## [What to work on]
Convert all the entries below into a Markdown table with two columns, Row and Line, giving each nonblank line its own numbered row. Leave the pictures out.

## [Supplied data]
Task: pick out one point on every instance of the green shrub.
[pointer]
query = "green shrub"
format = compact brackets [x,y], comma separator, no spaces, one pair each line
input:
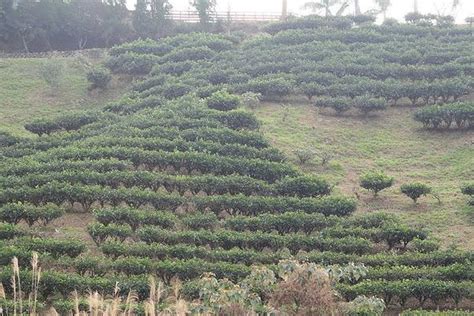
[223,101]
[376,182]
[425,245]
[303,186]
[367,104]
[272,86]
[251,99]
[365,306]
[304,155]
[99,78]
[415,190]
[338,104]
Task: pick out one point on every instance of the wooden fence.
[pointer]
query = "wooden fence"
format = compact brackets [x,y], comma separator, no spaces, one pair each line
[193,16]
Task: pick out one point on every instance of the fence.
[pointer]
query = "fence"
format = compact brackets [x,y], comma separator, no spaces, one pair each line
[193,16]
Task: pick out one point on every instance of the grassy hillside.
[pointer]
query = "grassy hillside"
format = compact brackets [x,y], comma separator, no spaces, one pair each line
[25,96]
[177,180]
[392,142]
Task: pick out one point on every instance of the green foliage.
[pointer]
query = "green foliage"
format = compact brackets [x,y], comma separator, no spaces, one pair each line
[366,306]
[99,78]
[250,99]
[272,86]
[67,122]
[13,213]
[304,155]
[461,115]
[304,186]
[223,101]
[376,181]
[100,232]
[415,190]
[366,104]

## [Solved problem]
| Row | Line |
|---|---|
| 1 | Task: pick out one point on every instance of the green shrub. |
| 2 | [pointer] |
| 3 | query = "green shrub" |
| 4 | format = compact brackets [x,y], comma separator, no spaces, one pair each line |
| 5 | input: |
| 6 | [223,101] |
| 7 | [376,182] |
| 8 | [425,245] |
| 9 | [303,186] |
| 10 | [367,104] |
| 11 | [272,86] |
| 12 | [251,99] |
| 13 | [365,306] |
| 14 | [304,155] |
| 15 | [99,78] |
| 16 | [415,190] |
| 17 | [338,104] |
| 18 | Task: pick out one point on every instance of the wooden fence. |
| 19 | [pointer] |
| 20 | query = "wooden fence" |
| 21 | format = compact brackets [x,y], comma separator, no spaces, one pair each line |
| 22 | [193,16] |
| 23 | Task: pick out one point on every instance of the fence. |
| 24 | [pointer] |
| 25 | query = "fence" |
| 26 | format = compact brackets [x,y], comma separator, no spaces, one pair each line |
| 27 | [193,16] |
| 28 | Task: pick out one point on every instance of the grassy hillside. |
| 29 | [pointer] |
| 30 | query = "grassy hillside" |
| 31 | format = compact brackets [x,y], comma separator, no spaces, one pair each line |
| 32 | [25,96] |
| 33 | [177,180] |
| 34 | [392,142] |
| 35 | Task: pick out one point on every instance of the green foliage. |
| 36 | [pointer] |
| 37 | query = "green foliage" |
| 38 | format = compact brackets [x,y], comma separator, no spaces, one pair each line |
| 39 | [366,306] |
| 40 | [99,78] |
| 41 | [250,99] |
| 42 | [272,86] |
| 43 | [67,122] |
| 44 | [13,213] |
| 45 | [304,155] |
| 46 | [461,115] |
| 47 | [304,186] |
| 48 | [223,101] |
| 49 | [376,181] |
| 50 | [100,232] |
| 51 | [415,190] |
| 52 | [366,104] |